__Instruções__:
**A.** Imprima, sem nenhuma alteração, a parte da reflexão litúrgica que se inicia nas palavras que contêm "Leituras: Zc 8,20-23" e se encerra em "incompreensão ou hostilidade.".
**B.** Indique se cada afirmação a seguir está de acordo com a reflexão litúrgica, respondendo sim ou não e citando literalmente as palavras do texto que decidem a questão: (i) Tiago e João sugerem uma vingança que Jesus não aceita; (ii) a reflexão litúrgica considera a subida a Jerusalém apenas geográfica; (iii) a frase sobre a firme decisão de partir para Jerusalém é atribuída ao versículo 51.

__Trecho para leitura__:

LITURGIA DO DIA: MEMÓRIA DE SÃO JERÔNIMO, BISPO E DOUTOR DA IGREJA

26ª Semana do Tempo Comum

Leituras: Zc 8,20-23 | Sl 86(87),1-3.4-5.6-7 (R. Zc 8,23) | Lc 9,51-56

Reflexão da Liturgia do Dia

O evangelho de hoje (Lc 9,51-56) mostra Jesus decidido a ir para Jerusalém, lugar do cumprimento de sua missão pascal. Ele não se deixa abalar pela rejeição dos samaritanos, nem cede ao ímpeto de vingança sugerido por Tiago e João. O Senhor ensina que o caminho do discípulo não é o da violência, mas o da fidelidade e da entrega amorosa, mesmo quando encontra incompreensão ou hostilidade.

Este trecho marca um ponto de virada no evangelho de Lucas. Até aqui, Jesus havia realizado sinais, ensinado às multidões e formado seus discípulos. No versículo 51, lemos: “Estava chegando o tempo de Jesus ser levado para o céu. Então ele tomou a firme decisão de partir para Jerusalém”. Aqui temos duas perspectivas importantes: Jerusalém é o lugar do cumprimento da sua missão: paixão, morte, ressurreição e ascensão. E também a “subida” não é apenas geográfica, mas teológica: é o caminho da obediência ao Pai.

__Extrato dos dados__:
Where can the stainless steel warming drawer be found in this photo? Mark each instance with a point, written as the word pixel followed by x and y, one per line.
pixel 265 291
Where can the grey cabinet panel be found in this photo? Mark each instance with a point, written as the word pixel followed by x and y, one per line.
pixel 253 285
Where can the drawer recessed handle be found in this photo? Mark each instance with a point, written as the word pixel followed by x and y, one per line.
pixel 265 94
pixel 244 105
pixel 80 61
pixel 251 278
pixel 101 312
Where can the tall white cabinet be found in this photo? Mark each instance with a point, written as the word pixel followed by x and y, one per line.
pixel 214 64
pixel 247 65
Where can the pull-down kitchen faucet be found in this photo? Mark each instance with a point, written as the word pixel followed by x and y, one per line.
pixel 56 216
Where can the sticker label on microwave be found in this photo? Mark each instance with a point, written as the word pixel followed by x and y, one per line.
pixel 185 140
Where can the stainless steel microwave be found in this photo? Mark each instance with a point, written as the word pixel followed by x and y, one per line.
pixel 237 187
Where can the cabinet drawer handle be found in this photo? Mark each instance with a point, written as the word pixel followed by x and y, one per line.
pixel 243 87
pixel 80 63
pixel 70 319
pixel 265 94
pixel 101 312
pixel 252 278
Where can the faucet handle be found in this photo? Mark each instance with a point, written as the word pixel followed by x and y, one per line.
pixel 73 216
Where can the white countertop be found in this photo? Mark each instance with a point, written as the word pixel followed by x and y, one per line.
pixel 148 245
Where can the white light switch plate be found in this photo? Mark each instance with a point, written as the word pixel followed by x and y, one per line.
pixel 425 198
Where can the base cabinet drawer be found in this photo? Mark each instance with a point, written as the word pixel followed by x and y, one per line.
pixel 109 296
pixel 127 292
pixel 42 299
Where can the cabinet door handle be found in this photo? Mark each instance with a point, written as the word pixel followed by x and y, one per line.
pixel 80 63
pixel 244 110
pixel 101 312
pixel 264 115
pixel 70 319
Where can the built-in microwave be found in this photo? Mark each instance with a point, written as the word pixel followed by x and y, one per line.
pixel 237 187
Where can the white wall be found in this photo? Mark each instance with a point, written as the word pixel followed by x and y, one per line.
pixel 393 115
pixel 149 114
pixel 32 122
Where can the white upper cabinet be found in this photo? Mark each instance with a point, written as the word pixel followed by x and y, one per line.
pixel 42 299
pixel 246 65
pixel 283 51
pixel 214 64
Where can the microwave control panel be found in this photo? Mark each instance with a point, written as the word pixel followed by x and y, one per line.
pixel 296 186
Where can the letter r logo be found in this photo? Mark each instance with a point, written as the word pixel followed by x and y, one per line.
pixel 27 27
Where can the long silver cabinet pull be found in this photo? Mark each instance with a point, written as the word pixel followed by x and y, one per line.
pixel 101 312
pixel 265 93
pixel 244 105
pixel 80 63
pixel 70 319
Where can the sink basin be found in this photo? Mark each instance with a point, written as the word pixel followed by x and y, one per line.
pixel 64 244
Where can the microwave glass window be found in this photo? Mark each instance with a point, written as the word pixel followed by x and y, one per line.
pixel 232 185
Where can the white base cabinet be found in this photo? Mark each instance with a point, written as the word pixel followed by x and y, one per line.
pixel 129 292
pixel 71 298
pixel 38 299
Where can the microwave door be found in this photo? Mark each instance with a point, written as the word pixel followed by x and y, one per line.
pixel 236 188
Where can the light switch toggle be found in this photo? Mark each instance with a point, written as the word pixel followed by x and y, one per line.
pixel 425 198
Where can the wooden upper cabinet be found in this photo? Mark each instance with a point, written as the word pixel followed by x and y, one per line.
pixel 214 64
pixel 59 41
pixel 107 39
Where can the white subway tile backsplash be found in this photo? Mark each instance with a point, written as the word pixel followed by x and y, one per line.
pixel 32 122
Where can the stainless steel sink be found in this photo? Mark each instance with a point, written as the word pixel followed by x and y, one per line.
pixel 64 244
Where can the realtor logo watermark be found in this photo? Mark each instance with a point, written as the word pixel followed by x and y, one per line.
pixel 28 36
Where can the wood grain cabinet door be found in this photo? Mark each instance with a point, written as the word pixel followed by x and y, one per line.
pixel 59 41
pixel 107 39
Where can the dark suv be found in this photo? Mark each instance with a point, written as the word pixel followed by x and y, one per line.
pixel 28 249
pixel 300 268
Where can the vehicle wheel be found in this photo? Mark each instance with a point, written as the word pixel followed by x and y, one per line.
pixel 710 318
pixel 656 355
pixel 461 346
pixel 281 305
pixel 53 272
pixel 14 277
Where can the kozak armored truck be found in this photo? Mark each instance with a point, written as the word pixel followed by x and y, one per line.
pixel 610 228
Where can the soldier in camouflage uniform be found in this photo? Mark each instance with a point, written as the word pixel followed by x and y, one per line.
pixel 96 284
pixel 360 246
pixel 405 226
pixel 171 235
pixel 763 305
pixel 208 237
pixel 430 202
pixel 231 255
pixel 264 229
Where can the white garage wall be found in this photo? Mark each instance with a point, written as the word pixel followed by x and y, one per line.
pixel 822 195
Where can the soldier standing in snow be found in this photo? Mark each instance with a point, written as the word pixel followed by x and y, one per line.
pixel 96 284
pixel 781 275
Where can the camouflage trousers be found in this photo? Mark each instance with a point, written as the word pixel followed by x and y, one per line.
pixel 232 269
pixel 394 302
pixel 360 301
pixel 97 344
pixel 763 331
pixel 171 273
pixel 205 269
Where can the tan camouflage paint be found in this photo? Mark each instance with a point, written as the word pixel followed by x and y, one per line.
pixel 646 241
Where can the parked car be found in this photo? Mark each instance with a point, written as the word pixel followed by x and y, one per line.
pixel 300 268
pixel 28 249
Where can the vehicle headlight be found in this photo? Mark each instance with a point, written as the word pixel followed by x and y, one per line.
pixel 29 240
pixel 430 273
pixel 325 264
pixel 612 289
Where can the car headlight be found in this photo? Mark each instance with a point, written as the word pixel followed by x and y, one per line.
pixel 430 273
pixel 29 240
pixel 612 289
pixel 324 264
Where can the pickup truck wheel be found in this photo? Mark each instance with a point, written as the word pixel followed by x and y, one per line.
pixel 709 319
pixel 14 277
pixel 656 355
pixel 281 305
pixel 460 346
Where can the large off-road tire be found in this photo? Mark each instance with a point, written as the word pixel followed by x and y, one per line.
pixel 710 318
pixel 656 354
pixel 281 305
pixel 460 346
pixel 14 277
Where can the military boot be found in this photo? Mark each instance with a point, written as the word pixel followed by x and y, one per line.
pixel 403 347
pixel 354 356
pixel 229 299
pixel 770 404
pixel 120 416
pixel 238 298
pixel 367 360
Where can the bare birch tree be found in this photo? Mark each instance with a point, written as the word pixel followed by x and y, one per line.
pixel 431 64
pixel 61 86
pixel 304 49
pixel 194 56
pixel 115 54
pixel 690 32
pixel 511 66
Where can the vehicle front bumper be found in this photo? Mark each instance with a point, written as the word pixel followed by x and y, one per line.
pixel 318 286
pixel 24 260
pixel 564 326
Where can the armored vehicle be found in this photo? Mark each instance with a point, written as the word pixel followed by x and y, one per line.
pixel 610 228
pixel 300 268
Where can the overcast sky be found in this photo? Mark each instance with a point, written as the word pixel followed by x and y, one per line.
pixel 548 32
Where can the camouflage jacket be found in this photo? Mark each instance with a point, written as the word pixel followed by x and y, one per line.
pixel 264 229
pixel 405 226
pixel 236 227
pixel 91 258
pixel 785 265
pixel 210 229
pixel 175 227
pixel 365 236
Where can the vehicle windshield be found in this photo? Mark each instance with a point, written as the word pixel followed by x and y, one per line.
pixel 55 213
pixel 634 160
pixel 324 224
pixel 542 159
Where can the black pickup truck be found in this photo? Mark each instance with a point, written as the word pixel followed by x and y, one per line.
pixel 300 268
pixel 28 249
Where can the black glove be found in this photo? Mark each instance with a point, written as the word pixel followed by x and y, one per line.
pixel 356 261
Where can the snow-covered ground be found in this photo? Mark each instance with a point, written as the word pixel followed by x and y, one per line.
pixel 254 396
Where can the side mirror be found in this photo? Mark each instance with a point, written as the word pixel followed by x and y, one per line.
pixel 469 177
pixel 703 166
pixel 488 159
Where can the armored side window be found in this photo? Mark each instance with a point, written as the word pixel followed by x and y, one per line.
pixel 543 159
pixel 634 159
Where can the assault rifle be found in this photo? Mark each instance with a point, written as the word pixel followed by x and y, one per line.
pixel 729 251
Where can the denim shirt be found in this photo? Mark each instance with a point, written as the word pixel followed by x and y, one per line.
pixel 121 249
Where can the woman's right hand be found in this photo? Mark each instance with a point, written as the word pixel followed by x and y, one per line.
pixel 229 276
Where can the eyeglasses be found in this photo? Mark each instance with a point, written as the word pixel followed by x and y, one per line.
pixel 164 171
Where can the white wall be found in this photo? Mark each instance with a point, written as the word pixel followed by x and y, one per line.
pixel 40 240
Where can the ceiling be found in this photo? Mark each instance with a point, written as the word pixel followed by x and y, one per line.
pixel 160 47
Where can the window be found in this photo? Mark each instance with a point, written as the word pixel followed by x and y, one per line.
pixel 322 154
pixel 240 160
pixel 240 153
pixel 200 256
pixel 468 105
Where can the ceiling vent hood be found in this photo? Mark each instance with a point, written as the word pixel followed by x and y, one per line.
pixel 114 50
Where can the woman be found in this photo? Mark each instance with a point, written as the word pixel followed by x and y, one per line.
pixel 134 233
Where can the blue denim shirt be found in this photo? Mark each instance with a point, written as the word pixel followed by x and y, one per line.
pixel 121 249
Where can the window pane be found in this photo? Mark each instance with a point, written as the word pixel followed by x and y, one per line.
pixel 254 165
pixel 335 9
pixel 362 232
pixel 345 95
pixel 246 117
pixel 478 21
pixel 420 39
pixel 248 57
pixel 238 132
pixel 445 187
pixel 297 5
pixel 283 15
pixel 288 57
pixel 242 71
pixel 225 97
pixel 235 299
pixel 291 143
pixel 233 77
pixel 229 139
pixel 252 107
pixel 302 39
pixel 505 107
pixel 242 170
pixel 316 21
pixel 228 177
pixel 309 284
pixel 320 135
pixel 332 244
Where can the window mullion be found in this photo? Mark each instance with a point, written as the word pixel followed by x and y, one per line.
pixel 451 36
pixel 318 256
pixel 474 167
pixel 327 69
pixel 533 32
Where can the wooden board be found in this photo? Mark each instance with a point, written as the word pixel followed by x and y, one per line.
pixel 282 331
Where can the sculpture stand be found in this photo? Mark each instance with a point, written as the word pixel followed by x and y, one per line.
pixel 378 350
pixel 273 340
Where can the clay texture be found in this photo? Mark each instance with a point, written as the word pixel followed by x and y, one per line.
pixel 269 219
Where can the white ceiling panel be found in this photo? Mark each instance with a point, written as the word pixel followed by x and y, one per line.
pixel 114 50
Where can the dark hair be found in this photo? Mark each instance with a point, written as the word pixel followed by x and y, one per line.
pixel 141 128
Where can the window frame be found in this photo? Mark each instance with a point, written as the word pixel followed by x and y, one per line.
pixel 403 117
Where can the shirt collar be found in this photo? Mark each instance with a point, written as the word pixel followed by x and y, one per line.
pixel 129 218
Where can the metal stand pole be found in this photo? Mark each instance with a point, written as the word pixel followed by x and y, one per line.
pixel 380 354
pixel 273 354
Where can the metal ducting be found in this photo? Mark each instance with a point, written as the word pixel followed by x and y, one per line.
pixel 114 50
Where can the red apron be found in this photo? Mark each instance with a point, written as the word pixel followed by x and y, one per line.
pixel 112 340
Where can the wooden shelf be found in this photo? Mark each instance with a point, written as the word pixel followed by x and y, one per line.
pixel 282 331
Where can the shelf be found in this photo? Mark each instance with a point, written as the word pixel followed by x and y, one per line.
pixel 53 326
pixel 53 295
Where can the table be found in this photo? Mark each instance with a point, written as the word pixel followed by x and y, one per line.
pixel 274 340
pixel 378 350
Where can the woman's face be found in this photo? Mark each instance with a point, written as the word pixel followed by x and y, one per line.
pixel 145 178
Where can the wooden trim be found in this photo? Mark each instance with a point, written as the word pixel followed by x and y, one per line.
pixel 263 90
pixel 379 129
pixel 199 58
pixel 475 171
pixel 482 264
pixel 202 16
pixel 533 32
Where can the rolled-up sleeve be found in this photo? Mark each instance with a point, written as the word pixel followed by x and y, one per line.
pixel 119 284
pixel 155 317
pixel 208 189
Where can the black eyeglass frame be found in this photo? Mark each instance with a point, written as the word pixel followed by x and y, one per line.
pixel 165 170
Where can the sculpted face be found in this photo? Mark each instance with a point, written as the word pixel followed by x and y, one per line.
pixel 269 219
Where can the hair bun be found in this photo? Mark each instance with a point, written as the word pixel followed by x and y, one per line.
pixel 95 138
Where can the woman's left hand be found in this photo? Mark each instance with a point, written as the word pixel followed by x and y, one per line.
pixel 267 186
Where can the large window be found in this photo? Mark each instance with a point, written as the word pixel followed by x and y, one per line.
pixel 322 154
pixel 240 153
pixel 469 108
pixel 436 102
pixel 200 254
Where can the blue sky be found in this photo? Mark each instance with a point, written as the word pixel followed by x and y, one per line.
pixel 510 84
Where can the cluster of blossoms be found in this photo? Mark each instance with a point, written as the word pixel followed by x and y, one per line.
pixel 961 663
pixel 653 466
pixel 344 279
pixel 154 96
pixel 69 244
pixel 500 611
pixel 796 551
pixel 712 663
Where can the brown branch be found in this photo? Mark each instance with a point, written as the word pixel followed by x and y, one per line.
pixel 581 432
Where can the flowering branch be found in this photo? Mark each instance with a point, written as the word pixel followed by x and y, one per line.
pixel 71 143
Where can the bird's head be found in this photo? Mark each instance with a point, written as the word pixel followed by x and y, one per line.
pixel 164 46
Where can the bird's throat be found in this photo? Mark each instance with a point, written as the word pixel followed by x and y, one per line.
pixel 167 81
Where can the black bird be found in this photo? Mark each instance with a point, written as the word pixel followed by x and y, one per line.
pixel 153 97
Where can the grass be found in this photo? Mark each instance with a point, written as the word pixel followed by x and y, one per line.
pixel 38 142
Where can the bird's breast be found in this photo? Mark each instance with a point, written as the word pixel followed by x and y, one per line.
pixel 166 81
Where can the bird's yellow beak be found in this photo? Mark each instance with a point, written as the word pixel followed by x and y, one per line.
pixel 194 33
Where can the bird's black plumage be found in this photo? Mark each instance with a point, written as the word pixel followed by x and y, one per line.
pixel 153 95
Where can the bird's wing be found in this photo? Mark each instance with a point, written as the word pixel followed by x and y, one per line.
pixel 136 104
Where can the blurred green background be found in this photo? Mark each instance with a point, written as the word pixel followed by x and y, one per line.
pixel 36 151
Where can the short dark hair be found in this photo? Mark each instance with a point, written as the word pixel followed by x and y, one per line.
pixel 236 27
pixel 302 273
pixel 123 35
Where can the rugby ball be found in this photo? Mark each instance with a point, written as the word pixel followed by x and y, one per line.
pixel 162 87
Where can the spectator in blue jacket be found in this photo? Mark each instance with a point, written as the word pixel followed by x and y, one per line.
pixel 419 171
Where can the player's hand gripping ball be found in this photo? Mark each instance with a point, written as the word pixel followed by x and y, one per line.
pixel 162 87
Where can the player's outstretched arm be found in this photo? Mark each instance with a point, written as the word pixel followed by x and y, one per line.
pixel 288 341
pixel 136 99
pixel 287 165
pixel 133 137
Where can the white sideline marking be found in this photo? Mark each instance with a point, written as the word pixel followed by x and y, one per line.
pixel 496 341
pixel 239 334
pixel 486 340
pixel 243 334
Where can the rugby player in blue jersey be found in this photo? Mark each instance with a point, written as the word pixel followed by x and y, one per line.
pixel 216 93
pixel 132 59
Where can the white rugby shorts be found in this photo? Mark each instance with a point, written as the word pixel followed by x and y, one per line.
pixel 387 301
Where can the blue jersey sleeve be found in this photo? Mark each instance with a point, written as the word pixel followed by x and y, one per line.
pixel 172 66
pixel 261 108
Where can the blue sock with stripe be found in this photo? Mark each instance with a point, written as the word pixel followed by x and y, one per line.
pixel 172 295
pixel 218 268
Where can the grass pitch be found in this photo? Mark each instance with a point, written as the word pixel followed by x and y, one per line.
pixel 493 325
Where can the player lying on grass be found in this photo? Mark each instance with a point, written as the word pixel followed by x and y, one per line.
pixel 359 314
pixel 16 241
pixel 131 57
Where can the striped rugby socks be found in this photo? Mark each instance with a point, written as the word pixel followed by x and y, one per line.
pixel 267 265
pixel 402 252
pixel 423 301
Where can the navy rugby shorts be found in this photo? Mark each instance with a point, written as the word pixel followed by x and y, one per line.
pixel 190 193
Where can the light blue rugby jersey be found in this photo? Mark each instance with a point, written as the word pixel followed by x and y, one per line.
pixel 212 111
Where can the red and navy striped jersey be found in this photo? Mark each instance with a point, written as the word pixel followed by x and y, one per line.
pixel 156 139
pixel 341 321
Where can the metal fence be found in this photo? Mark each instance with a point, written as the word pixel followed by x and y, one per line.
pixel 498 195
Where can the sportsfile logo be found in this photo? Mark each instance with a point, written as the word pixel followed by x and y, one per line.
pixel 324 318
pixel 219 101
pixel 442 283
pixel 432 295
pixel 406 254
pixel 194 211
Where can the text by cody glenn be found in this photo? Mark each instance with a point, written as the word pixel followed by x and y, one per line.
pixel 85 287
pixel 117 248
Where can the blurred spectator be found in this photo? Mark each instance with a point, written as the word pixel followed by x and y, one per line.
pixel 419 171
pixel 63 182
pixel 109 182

__Respostas esperadas__:
**A.**
Leituras: Zc 8,20-23 | Sl 86(87),1-3.4-5.6-7 (R. Zc 8,23) | Lc 9,51-56

Reflexão da Liturgia do Dia

O evangelho de hoje (Lc 9,51-56) mostra Jesus decidido a ir para Jerusalém, lugar do cumprimento de sua missão pascal. Ele não se deixa abalar pela rejeição dos samaritanos, nem cede ao ímpeto de vingança sugerido por Tiago e João. O Senhor ensina que o caminho do discípulo não é o da violência, mas o da fidelidade e da entrega amorosa, mesmo quando encontra incompreensão ou hostilidade.

**B.**
(i) Sim: «nem cede ao ímpeto de vingança sugerido por Tiago e João».
(ii) Não: «a “subida” não é apenas geográfica, mas teológica».
(iii) Sim: «No versículo 51, lemos: “Estava chegando o tempo de Jesus ser levado para o céu. Então ele tomou a firme decisão de partir para Jerusalém”».